INSTRUÇÕES DAS TAREFAS
a. Segundo o trecho sobre o livro Muito Além do Jardim Botânico, de que trabalho acadêmico a obra foi adaptada?
b. Escreva a continuação do trecho sobre o livro Muito Além do Jardim Botânico, começando logo após a última frase.

TRECHO PARA LEITURA
========================================

Por Gabriel Shimoda
Graduando do curso de Jornalismo da UFPE
O presente texto e os textos a seguir irão tratar da obra de Carlos Eduardo Lins da Silva, intitulada Muito Além do Jardim Botânico. O nome, em interpretação livre do nosso grupo, relaciona a obra Muito Além do Jardim com o Jardim Botânico, bairro carioca onde está situado o Projac, estúdio e ilha de edição das Organizações Globo. As partes do livro que iremos tratar ficaram divididas de forma parecida com o sumário do próprio livro: parte I (introdução, que fala da indústria cultural e dos estudos de recepção, objetivos e hipóteses) parte II (metodologia, a TV em Lagoa Seca e Paicará, senso crítico oriundo de outras fontes), parte III (senso crítico proveniente de conhecimento pessoal, senso crítico através do conhecimento dos meios e conclusões). As partes IV, V e VI serão abordadas pelos debatedores, enquanto as primeiras, pelos relatores. O livro foi adaptado de uma tese de doutorado defendida na ECA-USP, pelo próprio autor, daí a divisão semelhante a uma obra científica.

========================================

MATERIAL EXTRAÍDO

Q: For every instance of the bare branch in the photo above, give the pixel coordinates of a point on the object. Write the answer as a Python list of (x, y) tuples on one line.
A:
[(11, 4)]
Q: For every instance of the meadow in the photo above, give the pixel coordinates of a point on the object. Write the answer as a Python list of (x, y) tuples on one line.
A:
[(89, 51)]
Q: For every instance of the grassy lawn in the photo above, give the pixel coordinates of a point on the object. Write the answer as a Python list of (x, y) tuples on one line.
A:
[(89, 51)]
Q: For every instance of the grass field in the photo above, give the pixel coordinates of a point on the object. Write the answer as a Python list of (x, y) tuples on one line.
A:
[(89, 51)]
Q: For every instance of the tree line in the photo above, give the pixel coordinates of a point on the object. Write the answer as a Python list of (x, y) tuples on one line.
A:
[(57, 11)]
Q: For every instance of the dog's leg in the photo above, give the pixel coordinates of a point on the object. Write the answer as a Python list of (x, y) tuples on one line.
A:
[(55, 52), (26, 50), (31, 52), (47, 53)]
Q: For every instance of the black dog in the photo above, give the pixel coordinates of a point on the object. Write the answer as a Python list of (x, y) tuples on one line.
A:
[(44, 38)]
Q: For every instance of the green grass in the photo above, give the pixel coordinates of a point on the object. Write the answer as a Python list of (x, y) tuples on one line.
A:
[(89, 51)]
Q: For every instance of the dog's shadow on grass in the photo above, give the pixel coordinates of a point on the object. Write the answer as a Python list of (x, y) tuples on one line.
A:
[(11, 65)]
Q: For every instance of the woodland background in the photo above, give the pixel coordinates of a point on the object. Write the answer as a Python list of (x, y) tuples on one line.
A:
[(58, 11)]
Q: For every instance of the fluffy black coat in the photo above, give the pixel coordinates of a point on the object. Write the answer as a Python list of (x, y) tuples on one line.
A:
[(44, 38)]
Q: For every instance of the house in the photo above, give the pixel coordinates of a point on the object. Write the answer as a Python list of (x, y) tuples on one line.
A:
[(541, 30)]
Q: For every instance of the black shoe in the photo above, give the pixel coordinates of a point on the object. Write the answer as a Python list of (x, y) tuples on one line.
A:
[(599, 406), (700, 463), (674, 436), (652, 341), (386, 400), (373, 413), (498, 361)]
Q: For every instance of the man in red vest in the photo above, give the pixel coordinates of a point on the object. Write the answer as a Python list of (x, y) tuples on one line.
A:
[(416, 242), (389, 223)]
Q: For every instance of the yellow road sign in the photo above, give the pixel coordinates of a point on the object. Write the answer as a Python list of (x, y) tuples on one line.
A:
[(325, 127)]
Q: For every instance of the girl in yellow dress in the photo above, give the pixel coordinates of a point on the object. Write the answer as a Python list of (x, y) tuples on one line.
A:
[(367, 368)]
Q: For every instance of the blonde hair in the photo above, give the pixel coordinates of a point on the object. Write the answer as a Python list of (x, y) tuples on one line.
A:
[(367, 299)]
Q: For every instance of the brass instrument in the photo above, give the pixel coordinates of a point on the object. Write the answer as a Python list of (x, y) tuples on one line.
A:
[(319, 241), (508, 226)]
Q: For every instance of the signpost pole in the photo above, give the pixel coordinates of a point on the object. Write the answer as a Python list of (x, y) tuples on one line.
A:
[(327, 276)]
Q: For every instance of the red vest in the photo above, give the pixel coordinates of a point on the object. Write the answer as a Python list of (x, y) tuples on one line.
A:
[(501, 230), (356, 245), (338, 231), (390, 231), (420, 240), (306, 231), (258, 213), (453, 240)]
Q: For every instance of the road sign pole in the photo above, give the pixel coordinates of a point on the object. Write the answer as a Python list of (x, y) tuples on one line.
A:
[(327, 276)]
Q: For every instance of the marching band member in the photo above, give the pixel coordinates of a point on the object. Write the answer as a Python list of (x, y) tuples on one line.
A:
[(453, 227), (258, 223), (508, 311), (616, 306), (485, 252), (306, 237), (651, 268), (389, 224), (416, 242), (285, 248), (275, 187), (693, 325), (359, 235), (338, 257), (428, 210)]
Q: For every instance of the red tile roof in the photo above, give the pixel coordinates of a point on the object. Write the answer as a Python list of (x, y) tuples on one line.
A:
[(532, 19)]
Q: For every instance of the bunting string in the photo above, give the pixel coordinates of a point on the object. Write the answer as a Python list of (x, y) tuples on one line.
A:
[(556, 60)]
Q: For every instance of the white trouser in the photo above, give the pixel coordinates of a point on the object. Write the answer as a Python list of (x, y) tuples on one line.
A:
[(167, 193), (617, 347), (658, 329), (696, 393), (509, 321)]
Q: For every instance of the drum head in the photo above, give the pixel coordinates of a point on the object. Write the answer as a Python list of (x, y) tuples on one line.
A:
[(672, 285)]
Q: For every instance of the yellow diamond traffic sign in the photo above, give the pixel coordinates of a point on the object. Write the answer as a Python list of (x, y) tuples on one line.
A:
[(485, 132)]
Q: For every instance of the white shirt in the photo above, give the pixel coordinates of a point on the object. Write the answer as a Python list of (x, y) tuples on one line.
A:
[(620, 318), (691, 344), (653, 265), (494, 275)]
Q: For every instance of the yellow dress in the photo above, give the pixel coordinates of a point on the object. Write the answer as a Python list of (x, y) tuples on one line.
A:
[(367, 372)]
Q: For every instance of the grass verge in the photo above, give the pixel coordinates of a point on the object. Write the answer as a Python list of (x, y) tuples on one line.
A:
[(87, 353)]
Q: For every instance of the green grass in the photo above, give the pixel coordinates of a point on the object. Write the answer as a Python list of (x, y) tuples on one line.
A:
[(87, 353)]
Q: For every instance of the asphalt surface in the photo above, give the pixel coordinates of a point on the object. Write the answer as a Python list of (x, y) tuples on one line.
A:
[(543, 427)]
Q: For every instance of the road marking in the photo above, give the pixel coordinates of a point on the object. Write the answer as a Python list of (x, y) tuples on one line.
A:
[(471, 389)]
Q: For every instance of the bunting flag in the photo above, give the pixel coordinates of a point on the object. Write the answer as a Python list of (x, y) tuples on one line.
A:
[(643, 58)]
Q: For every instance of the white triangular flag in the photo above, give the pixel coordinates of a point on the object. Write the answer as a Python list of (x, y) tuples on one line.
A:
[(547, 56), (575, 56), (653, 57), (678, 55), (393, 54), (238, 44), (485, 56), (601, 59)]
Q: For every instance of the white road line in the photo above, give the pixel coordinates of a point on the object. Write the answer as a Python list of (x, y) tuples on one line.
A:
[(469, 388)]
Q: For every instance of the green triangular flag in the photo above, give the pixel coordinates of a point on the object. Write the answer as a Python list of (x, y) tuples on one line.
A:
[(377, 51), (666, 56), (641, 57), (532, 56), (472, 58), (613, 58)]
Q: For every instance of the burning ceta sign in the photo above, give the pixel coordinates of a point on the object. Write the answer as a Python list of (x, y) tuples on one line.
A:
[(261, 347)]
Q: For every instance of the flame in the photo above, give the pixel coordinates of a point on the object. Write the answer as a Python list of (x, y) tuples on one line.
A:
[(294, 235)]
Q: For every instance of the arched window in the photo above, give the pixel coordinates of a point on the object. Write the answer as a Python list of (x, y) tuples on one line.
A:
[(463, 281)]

========================================

CONJUNTO DE RESPOSTAS
a. De uma tese de doutorado defendida pelo próprio autor na ECA-USP.

b.
Na apresentação de seu livro, Silva comenta sobre a
arraigada generalização da conexão Globo-ditadura, como se a primeira
funcionasse como uma assessora do governo ditatorial, agindo de forma que
apaziguasse a situação.
O
simplismo desse tipo de generalização não resiste a qualquer análise mais
profunda. Mas ficou tão enraizado entre os opositores do regime militar que
acabou por firmar-se como verdade estabelecida. Sem qualquer tipo de
investigação sistemática, a esquerda brasileira condenou o \Jornal Nacional ao pelourinho e sua audiência – na verdade quase
toda a população – à pecha da alienação. Quem assistia o Jornal Nacional era ”alienado”; quem fazia o Jornal Nacional era “manipulador”. (SILVA, 1985 p.13)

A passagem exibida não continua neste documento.